---------- Working data ----------
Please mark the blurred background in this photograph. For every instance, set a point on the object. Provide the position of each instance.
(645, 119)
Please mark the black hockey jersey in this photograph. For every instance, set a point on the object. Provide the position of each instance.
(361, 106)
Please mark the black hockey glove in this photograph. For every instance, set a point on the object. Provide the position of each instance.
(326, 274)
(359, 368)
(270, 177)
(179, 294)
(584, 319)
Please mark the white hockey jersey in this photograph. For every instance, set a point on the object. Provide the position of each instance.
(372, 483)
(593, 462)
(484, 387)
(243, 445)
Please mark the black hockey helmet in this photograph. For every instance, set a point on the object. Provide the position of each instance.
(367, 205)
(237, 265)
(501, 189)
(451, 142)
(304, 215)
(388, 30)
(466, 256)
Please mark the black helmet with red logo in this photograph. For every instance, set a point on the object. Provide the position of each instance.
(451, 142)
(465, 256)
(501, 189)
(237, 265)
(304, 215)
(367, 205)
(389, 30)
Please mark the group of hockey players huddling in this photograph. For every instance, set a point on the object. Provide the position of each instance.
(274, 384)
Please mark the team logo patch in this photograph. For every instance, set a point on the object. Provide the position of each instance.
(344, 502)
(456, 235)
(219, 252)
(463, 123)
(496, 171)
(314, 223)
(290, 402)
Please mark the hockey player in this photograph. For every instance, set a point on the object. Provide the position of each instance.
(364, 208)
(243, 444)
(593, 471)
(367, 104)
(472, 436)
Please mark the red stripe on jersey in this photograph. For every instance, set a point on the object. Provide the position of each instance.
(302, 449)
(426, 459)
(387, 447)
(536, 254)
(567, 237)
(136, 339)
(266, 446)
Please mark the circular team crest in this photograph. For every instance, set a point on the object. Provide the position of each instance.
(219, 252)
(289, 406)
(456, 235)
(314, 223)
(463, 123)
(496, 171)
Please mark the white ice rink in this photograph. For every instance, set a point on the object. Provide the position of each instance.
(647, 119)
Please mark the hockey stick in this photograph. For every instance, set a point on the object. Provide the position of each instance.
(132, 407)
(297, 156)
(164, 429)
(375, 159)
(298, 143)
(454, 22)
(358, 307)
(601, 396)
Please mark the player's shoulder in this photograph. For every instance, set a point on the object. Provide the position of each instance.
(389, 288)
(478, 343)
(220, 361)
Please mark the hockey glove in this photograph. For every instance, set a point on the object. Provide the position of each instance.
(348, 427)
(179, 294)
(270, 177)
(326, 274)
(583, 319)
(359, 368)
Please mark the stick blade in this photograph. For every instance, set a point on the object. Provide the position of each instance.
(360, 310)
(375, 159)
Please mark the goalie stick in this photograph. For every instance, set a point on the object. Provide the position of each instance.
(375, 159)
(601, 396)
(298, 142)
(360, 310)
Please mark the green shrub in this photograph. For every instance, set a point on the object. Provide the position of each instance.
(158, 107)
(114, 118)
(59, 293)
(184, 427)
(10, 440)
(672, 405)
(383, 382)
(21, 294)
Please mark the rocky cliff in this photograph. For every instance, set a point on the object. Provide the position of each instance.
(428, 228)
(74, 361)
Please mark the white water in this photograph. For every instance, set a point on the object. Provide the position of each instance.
----------
## Aim
Repeat word for word the lines running from the line containing "Please mark the goalie" to the end of the entries above, inclusive.

## The result
Please mark the goalie stick in this photograph. For every instance, set a point on the object. Provide the position of each instance.
(375, 159)
(601, 396)
(298, 142)
(360, 310)
Please mark the green shrub in this photograph. For every instance, set a point on the object. Provide the position of each instance.
(158, 107)
(114, 118)
(59, 293)
(184, 427)
(10, 440)
(672, 405)
(383, 382)
(21, 294)
Please mark the rocky cliff in this photograph. For every instance, set a point on the object. Provide the position of each instance.
(428, 228)
(74, 361)
Please mark the white water in this photograph. For every instance, set a point on the object. Provide the position of each instance.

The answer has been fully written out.